• _Problem 1_: List every person named in the article about the death of Jimi Hendrix.
• _Problem 2_: Reproduce the article about Jimi Hendrix's death, everything from "John Bannister, who" down to "a plane crash.".
• _Problem 3_:
For each statement, answer yes or no according to the article about Jimi Hendrix's death, and quote the words that decide it.
(a) John Bannister was on call at St Mary Abbots Hospital when Hendrix was admitted.
(b) Wright claims Jeffrey took out a $5m insurance policy on Hendrix's life.
(c) Jeffrey died in a car crash.

[[ Provided passage, beginning ]]

The doctor who tried to revive Jimi Hendrix has admitted it is "plausible" that the legendary singer and guitarist was murdered.
John Bannister, who was on-call at the now closed St Mary Abbots Hospital in Kensington when Hendrix was admitted, has revealed that the circumstances of his death are consistent with a murder theory suggested by former Hendrix road manager James ‘Tappy’ Wright.
Although the official reason for Hendrix’s death is that he choked on his own vomit after a drug overdose, Wright has claimed that Hendrix was killed by a gang who broke into his hotel room and forced him to consume wine and painkillers until he drowned on the orders of his manager Mike Jeffrey.
In his book Rock Roadster, Wright claims that Jeffrey ordered the killing after he took out a $2m insurance policy on Hendrix’s life and told him that Hendrix was "worth more to him dead than alive".
He also alleges that Jeffrey confessed that he ordered the killing a month before he died in a plane crash.
Bannister has now confirmed that Wright’s theory "sounded plausible because of the volume of wine".
He said: ""We worked very hard for about half an hour but there was no response at all. It really was an exercise in futility. Somebody said to me ‘You know who that was?. That was Jimi Hendrix’ and, of course, I said, ‘Who’s Jimi Hendrix?’.”
"The amount of wine that was over him was just extraordinary. Not only was it saturated right through his hair and shirt but his lungs and stomach were absolutely full of wine.
He added: "I have never seen so much wine. We had a sucker that you put down into his trachea, the entrance to his lungs and to the whole of the back of his throat.
“We kept sucking him out and it kept surging and surging. He had already vomited up masses of red wine and I would have thought there was half a bottle of wine in his hair. He had really drowned in a massive amount of red wine."

[[ Provided passage, end ]]
[[ Data for review, beginning ]]

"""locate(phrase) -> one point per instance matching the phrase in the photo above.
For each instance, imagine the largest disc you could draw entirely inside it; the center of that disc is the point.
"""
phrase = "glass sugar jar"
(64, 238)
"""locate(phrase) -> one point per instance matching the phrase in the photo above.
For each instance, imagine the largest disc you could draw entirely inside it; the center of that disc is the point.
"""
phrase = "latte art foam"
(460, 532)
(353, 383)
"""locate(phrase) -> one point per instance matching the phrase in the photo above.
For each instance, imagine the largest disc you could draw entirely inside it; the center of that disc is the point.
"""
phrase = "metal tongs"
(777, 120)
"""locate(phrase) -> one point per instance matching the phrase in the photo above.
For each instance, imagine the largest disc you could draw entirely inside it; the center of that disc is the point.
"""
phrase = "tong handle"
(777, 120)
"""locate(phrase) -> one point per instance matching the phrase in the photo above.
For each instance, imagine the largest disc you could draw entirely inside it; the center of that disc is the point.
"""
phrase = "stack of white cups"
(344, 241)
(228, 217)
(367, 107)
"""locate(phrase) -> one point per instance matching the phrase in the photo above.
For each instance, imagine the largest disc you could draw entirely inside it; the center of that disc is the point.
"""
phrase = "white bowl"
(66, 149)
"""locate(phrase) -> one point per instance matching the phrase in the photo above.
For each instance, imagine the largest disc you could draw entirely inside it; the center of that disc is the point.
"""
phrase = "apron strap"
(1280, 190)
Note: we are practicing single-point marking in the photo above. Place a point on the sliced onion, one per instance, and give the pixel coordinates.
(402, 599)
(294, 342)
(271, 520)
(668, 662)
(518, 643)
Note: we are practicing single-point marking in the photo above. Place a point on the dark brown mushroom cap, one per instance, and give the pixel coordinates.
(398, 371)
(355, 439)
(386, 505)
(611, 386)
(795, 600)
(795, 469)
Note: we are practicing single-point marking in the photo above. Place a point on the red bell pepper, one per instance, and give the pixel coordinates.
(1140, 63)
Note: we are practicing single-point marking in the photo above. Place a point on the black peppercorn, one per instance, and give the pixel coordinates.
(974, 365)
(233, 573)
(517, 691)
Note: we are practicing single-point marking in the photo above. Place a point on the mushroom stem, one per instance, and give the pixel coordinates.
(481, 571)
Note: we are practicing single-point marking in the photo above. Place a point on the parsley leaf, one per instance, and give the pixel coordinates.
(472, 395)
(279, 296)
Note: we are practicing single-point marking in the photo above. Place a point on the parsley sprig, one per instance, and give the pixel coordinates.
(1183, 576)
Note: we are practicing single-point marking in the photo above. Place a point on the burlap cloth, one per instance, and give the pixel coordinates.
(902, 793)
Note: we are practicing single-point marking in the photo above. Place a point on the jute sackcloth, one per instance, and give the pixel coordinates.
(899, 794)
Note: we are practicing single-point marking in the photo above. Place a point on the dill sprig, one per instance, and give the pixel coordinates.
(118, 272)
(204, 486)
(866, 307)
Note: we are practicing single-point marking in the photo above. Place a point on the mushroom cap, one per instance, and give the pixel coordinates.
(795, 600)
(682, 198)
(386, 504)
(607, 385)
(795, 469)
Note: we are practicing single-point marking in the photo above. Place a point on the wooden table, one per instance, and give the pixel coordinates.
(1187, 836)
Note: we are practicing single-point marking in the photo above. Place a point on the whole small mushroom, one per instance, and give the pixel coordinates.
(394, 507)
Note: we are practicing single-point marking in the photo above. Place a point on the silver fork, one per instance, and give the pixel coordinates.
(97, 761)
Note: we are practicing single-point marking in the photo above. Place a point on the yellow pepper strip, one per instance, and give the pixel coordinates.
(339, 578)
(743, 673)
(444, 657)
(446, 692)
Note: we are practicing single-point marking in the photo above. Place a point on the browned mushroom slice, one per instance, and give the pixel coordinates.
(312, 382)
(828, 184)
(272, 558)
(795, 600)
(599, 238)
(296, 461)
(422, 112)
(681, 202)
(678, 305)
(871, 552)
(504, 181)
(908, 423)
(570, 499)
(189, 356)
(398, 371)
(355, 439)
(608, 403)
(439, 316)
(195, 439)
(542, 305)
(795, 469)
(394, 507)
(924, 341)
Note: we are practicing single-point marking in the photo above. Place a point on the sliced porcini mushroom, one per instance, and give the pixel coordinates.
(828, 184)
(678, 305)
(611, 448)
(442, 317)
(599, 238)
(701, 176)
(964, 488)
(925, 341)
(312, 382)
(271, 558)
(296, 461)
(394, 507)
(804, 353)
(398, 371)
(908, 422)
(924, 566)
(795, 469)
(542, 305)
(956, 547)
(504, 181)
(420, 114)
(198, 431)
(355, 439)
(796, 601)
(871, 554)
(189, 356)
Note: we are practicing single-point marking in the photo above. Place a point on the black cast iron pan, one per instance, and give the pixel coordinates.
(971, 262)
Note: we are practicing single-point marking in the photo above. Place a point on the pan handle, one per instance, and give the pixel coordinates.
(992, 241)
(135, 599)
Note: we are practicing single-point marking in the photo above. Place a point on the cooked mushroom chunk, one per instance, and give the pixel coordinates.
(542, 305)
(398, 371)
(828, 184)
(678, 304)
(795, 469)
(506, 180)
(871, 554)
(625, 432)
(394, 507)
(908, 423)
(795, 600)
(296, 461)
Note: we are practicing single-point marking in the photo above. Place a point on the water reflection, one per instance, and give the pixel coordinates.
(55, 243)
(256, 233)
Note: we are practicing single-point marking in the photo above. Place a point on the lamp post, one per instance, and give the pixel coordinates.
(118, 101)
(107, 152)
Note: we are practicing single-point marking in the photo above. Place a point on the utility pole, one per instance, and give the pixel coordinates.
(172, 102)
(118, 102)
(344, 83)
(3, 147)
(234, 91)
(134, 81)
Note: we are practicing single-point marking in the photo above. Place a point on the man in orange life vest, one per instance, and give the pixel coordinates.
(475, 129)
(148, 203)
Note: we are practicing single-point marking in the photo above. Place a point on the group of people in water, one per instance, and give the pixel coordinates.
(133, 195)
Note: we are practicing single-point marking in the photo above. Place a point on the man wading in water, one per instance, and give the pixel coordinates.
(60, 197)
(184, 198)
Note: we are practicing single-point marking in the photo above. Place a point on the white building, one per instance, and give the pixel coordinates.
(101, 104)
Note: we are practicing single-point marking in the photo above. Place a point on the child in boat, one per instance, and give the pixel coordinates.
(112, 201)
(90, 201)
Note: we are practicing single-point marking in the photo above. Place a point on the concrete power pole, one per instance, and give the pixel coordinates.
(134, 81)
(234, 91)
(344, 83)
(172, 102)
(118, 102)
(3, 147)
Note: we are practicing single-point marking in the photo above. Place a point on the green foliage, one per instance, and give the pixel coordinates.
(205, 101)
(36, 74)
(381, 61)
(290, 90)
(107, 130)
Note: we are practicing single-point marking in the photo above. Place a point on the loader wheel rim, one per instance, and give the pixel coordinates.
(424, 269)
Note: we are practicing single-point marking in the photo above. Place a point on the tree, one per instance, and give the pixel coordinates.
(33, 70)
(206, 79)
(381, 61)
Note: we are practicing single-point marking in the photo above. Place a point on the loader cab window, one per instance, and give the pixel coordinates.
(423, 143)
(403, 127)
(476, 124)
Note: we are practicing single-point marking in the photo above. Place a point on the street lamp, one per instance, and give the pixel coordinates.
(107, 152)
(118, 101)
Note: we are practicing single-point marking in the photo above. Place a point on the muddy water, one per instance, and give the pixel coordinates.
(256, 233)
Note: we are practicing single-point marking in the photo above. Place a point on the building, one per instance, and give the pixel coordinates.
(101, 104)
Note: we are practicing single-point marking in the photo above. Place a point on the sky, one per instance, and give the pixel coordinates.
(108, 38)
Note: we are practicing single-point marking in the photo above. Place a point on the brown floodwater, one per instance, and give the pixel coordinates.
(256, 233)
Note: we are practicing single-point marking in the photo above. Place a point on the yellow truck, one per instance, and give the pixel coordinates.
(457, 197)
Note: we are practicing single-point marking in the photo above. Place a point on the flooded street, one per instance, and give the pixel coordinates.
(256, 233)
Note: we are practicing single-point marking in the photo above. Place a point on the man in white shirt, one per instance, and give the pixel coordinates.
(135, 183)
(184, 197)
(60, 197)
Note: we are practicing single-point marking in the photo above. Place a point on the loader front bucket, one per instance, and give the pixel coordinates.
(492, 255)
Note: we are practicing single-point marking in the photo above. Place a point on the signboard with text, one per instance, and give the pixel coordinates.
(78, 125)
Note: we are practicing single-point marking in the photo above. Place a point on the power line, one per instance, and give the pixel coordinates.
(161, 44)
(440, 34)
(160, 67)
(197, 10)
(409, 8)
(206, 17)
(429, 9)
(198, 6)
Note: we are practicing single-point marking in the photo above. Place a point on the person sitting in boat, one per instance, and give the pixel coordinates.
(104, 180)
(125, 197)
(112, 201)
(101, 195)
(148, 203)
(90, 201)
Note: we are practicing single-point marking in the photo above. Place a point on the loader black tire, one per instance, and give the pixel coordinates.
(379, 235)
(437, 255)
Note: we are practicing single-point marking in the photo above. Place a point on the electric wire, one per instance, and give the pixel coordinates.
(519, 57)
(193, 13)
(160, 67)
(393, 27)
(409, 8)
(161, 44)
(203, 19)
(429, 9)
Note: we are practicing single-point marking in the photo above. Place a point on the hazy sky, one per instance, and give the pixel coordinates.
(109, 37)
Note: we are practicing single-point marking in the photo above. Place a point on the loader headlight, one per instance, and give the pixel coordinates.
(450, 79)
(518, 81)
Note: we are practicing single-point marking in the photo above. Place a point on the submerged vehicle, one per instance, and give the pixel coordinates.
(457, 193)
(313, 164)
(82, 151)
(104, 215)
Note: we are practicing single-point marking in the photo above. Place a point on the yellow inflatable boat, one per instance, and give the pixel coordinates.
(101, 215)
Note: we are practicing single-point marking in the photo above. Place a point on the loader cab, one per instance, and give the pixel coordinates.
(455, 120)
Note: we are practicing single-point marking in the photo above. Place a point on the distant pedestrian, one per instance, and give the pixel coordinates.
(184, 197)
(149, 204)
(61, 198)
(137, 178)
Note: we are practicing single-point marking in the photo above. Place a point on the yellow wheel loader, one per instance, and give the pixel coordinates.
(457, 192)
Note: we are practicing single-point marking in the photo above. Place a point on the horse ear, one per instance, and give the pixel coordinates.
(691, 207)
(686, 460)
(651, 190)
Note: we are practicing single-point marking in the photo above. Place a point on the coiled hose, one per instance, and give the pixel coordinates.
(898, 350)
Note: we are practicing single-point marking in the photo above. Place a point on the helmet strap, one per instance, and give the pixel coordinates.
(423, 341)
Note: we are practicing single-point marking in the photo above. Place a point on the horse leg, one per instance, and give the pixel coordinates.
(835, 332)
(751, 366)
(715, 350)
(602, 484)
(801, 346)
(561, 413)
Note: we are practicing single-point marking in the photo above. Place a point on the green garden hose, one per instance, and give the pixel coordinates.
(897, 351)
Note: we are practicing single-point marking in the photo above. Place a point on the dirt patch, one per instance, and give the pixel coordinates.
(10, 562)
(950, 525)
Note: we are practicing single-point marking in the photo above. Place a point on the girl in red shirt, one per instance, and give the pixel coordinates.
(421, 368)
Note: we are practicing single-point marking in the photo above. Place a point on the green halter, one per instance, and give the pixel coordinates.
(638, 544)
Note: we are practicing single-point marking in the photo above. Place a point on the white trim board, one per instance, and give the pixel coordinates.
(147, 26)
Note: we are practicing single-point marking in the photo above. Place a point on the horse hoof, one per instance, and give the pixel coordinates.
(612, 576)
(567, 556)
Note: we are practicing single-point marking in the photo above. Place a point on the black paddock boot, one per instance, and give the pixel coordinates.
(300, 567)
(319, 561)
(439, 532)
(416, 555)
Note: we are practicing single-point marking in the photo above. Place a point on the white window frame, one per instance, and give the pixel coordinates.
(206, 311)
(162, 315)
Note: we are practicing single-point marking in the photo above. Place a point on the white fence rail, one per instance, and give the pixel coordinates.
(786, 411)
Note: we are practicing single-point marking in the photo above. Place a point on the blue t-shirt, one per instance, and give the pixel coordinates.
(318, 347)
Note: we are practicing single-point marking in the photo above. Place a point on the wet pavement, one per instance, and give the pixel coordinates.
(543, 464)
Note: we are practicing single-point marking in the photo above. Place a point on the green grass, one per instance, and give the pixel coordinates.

[[ Data for review, end ]]

• _Response area 1_:
Jimi Hendrix
John Bannister
James ‘Tappy’ Wright
Mike Jeffrey

• _Response area 2_:
John Bannister, who was on-call at the now closed St Mary Abbots Hospital in Kensington when Hendrix was admitted, has revealed that the circumstances of his death are consistent with a murder theory suggested by former Hendrix road manager James ‘Tappy’ Wright.
Although the official reason for Hendrix’s death is that he choked on his own vomit after a drug overdose, Wright has claimed that Hendrix was killed by a gang who broke into his hotel room and forced him to consume wine and painkillers until he drowned on the orders of his manager Mike Jeffrey.
In his book Rock Roadster, Wright claims that Jeffrey ordered the killing after he took out a $2m insurance policy on Hendrix’s life and told him that Hendrix was "worth more to him dead than alive".
He also alleges that Jeffrey confessed that he ordered the killing a month before he died in a plane crash.

• _Response area 3_:
(a) Yes: "who was on-call at the now closed St Mary Abbots Hospital in Kensington when Hendrix was admitted"
(b) No: "after he took out a $2m insurance policy on Hendrix’s life"
(c) No: "a month before he died in a plane crash"